WRITTEN PROBLEM: Format every one of the records below as a Markdown table with two columns, Row and Text, giving each non-blank line its own numbered row and omitting blank lines.

EXERCISE INPUTS:

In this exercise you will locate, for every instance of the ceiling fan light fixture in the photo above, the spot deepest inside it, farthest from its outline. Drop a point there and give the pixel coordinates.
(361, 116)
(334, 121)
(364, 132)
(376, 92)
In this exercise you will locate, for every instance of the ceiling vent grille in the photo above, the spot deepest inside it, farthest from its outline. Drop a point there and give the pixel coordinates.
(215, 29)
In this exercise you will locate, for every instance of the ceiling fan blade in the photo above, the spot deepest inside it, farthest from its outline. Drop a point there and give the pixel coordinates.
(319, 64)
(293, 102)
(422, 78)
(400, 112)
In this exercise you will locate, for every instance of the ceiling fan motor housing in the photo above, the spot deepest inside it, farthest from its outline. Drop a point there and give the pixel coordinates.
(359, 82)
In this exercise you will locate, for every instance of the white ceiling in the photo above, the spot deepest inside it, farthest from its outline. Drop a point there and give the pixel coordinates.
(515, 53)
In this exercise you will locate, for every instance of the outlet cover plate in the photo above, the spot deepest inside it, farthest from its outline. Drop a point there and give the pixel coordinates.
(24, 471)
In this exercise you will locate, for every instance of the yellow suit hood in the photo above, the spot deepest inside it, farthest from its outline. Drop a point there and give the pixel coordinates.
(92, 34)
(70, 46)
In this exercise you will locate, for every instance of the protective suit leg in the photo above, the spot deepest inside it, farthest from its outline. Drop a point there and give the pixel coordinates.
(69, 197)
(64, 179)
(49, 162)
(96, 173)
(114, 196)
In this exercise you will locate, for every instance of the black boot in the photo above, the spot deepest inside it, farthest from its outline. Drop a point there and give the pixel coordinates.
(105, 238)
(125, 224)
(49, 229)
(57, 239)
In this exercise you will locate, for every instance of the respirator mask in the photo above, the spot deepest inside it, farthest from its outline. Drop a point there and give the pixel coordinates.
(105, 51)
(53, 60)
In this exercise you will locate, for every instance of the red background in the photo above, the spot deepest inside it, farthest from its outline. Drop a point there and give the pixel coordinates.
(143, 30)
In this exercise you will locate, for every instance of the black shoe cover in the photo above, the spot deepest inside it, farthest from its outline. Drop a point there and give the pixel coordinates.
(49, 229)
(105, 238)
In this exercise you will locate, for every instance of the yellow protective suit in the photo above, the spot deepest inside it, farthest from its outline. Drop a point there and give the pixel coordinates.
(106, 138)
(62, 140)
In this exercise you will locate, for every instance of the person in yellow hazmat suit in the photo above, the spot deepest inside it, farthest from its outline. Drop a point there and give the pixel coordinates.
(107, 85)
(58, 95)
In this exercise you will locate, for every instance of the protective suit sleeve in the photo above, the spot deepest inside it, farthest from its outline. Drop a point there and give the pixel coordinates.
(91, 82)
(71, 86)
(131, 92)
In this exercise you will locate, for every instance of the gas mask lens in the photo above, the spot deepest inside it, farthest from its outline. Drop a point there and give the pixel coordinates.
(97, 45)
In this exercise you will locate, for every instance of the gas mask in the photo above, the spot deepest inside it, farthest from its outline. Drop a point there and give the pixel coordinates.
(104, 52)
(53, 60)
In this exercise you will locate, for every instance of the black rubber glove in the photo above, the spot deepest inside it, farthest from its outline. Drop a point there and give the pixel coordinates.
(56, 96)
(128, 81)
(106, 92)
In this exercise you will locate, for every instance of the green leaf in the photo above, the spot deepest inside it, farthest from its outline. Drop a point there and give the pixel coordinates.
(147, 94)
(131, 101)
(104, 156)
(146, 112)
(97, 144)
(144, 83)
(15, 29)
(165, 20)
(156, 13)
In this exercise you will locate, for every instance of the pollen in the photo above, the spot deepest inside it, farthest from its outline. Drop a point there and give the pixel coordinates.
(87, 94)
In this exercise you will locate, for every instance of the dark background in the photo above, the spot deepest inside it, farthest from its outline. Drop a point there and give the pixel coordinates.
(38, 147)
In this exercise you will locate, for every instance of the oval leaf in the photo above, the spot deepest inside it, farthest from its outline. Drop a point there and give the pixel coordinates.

SOLVED EXERCISE:
| Row | Text |
|---|---|
| 1 | In this exercise you will locate, for every instance of the ceiling fan light fixture in the photo above, the spot deepest inside it, farthest from its outline. Drop a point there and give the pixel coordinates. |
| 2 | (361, 116) |
| 3 | (334, 121) |
| 4 | (364, 132) |
| 5 | (376, 92) |
| 6 | In this exercise you will locate, for every instance of the ceiling vent grille in the photo above, the spot deepest inside it, farthest from its outline. Drop a point there and give the pixel coordinates. |
| 7 | (215, 29) |
| 8 | In this exercise you will locate, for every instance of the ceiling fan blade in the photo above, the spot deepest inside it, farthest from its outline. Drop a point there and give the pixel coordinates. |
| 9 | (319, 64) |
| 10 | (293, 102) |
| 11 | (422, 78) |
| 12 | (400, 112) |
| 13 | In this exercise you will locate, for every instance of the ceiling fan motor housing in the photo above, the spot deepest inside it, farthest from its outline. Drop a point there and give the pixel coordinates. |
| 14 | (359, 82) |
| 15 | In this exercise you will locate, for every instance of the white ceiling in the photo above, the spot deepest inside it, farthest from its outline. Drop a point there and give the pixel coordinates. |
| 16 | (515, 53) |
| 17 | In this exercise you will locate, for every instance of the outlet cover plate in the photo above, the spot deepest inside it, farthest from its outline. Drop a point there and give the pixel coordinates. |
| 18 | (24, 471) |
| 19 | In this exercise you will locate, for every instance of the yellow suit hood in the photo above, the spot deepest inside it, farthest from its outline. Drop a point there and give the pixel coordinates. |
| 20 | (92, 34) |
| 21 | (70, 46) |
| 22 | In this exercise you will locate, for every instance of the protective suit leg in the photo above, the spot deepest inside it, farthest from its outline. Drop a point there and give the pixel coordinates. |
| 23 | (69, 197) |
| 24 | (64, 179) |
| 25 | (49, 162) |
| 26 | (96, 173) |
| 27 | (114, 196) |
| 28 | In this exercise you will locate, for every instance of the black boot in the photo above, the spot deepest inside it, farthest from its outline. Drop a point there and give the pixel coordinates. |
| 29 | (105, 238) |
| 30 | (125, 224) |
| 31 | (49, 229) |
| 32 | (57, 239) |
| 33 | In this exercise you will locate, for every instance of the respirator mask in the photo above, the spot deepest inside it, farthest from its outline. Drop a point there and give the pixel coordinates. |
| 34 | (105, 51) |
| 35 | (53, 60) |
| 36 | In this exercise you will locate, for every instance of the red background in the photo above, the spot deepest inside it, farthest from its outline. Drop a point there and give the pixel coordinates. |
| 37 | (143, 30) |
| 38 | In this exercise you will locate, for every instance of the black shoe cover in the photo above, the spot deepest inside it, farthest from its outline. Drop a point there and give the pixel coordinates. |
| 39 | (49, 229) |
| 40 | (105, 238) |
| 41 | In this exercise you will locate, for every instance of the yellow protective suit in the photo above, the spot deepest inside it, farthest from its outline. Drop a point there and give the pixel coordinates. |
| 42 | (106, 138) |
| 43 | (62, 140) |
| 44 | In this exercise you will locate, for every instance of the person in yellow hazmat suit in the photo above, the spot deepest inside it, farthest from its outline. Drop a point there and give the pixel coordinates. |
| 45 | (107, 85) |
| 46 | (58, 95) |
| 47 | In this exercise you will locate, for every instance of the protective suit sleeve in the photo above, the spot deepest inside it, farthest from its outline. Drop a point there and give the pixel coordinates. |
| 48 | (91, 82) |
| 49 | (71, 86) |
| 50 | (131, 92) |
| 51 | In this exercise you will locate, for every instance of the gas mask lens in the photo above, the spot deepest inside it, farthest from its outline. Drop a point there and give the pixel coordinates. |
| 52 | (97, 45) |
| 53 | In this exercise you will locate, for every instance of the gas mask in the photo above, the spot deepest inside it, farthest from its outline. Drop a point there and give the pixel coordinates. |
| 54 | (104, 52) |
| 55 | (53, 60) |
| 56 | In this exercise you will locate, for every instance of the black rubber glove in the photo above, the spot deepest inside it, farthest from its outline. Drop a point there and give the pixel coordinates. |
| 57 | (56, 96) |
| 58 | (128, 81) |
| 59 | (106, 92) |
| 60 | In this exercise you will locate, for every instance of the green leaf in the photo above, the spot deepest inside it, farthest from its outline. Drop a point there and give the pixel coordinates. |
| 61 | (147, 94) |
| 62 | (131, 101) |
| 63 | (104, 156) |
| 64 | (146, 112) |
| 65 | (97, 144) |
| 66 | (144, 83) |
| 67 | (15, 29) |
| 68 | (165, 20) |
| 69 | (156, 13) |
| 70 | In this exercise you will locate, for every instance of the pollen in the photo above, the spot deepest inside it, farthest from its outline. Drop a point there and give the pixel coordinates. |
| 71 | (87, 94) |
| 72 | In this exercise you will locate, for every instance of the dark background in the photo above, the spot deepest inside it, farthest from its outline. Drop a point there and give the pixel coordinates. |
| 73 | (38, 147) |
| 74 | In this exercise you will locate, for every instance of the oval leaf in the photo above, the spot deepest inside it, farthest from its outline. Drop a point there and give the pixel coordinates. |